I can add this tomorrow. Then I can take this patch and cut out the
stuff not needed.
-- Steve
> + } else {
> + ret = trace_seq_printf(s, "}\n");
> + }
> if (!ret)
> return TRACE_TYPE_PARTIAL_LINE;
>
>
>
> --
> To unsubscribe from this list: send the line "unsubscribe linux-kernel" in
> the body of a message to [email protected]
> More majordomo info at http://vger.kernel.org/majordomo-info.html
> Please read the FAQ at http://www.tux.org/lkml/
On 02/25/2010 06:46 PM, Frederic Weisbecker wrote:
> On Thu, Feb 25, 2010 at 03:36:43PM -0800, Tim Bird wrote:
>> Add support for tracing_thresh to the function_graph tracer. This
>> version of this feature isolates the checks into new entry and
>> return functions, to avoid adding more conditional code into the
>> main function_graph paths.
>>
>> Also, add support for specifying tracing_thresh on the kernel
>> command line. When used like so: "tracing_thresh=200 ftrace=function_graph"
######
> [WORK TO DO]:
a: According to the tracing_thresh thread, which tracer gains support for tracing_thresh?
b: Resume the tracing_thresh thread from the point at which it stops.
The listing after the tracing_thresh thread is not needed for this work.

> [PROVIDED DATA]:
######
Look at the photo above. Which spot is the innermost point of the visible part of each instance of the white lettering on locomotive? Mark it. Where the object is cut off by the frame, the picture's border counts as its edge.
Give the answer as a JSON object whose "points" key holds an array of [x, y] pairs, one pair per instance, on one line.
######
> [ANSWERS BY TASK]:
a: The function_graph tracer.

b:
>> this can be used to analyse system startup. It is important to disable
>> tracing soon after boot, in order to avoid losing the trace data.
>>
>> Note: the elimination of 'notrace' in the definition of '__init'
>> may be controversial. This can be removed, or made conditional,
>> if it's a bit too scary, but it worked OK for me. Tracing during
>> kernel startup still works, just with no visibility of routines
>> declared __init.
>
>
> __init functions are notrace otherwise ftrace would hot patch
> callsites of function that have disappeared.
>
> That said, tracing __init functions is indeed interesting.
> Perhaps we can handle that by removing the __init functions
> from ftrace records each time we release init pages.
Thanks. Given what Steven said about __init routines,
I'll have to think some more about this. I'm OK with
just removing that piece of the patch for now.
>
>> +static int __init set_tracing_thresh(char *str)
>> +{
>> + unsigned long threshhold;
>> + int ret;
>> +
>> + if (!str)
>> + return 0;
>> + ret = strict_strtoul(str, 0, &threshhold);
>> + if (ret < 0)
>> + return 0;
>> + tracing_thresh = threshhold * 1000;
>> + return 1;
>> +}
>> +__setup("tracing_thresh=", set_tracing_thresh);
>
> Looks like setting this, while the function graph tracer (normal
> mode) is running, will have no effect. That said it's perfectly
> fine as it would be pointless to change this value in the middle
> of the tracing.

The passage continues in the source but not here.